● **Work task**
Exactly the lines from the one holding "Mark the black" through the final line of the data are wanted, copied as written.

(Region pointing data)
※

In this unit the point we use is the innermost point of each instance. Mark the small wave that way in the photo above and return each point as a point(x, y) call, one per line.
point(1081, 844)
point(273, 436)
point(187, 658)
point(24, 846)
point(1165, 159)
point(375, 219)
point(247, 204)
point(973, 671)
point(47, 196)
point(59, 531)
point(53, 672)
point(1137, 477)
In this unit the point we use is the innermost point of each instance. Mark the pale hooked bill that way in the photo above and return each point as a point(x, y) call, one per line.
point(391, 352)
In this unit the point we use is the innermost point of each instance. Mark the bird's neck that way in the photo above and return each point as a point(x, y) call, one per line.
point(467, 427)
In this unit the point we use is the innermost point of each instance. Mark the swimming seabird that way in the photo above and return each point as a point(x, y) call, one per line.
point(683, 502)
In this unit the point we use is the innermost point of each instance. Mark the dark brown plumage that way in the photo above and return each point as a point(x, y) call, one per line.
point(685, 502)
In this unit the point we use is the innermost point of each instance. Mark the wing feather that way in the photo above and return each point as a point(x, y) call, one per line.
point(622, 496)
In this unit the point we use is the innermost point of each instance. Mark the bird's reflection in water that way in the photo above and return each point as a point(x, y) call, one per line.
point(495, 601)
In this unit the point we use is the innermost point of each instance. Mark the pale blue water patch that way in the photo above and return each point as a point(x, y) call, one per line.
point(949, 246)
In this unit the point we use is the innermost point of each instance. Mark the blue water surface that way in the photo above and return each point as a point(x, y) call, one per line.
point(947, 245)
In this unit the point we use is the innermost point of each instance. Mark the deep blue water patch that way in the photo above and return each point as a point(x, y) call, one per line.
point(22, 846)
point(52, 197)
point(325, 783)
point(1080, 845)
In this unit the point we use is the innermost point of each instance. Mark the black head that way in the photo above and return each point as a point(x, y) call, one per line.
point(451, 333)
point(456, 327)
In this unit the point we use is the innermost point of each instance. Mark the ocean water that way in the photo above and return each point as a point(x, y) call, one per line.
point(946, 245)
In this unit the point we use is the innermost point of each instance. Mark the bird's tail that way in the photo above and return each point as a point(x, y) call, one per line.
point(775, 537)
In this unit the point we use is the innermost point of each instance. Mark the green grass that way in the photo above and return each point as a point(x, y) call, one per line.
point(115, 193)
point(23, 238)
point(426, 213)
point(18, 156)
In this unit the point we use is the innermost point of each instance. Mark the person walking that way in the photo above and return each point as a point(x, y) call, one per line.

※

● **Solution for this problem**
In this unit the point we use is the innermost point of each instance. Mark the black head that way in the photo above and return each point as a point(x, y) call, one per line.
point(451, 333)
point(456, 327)
In this unit the point we use is the innermost point of each instance. Mark the ocean water that way in the photo above and return each point as a point(x, y) call, one per line.
point(946, 245)
In this unit the point we use is the innermost point of each instance. Mark the bird's tail that way in the photo above and return each point as a point(x, y) call, one per line.
point(775, 537)
In this unit the point we use is the innermost point of each instance. Mark the green grass that way in the photo above and return each point as a point(x, y) call, one per line.
point(115, 193)
point(23, 238)
point(426, 213)
point(18, 156)
In this unit the point we use is the innermost point of each instance. Mark the person walking that way in the photo above and return each point as a point(x, y) call, one per line.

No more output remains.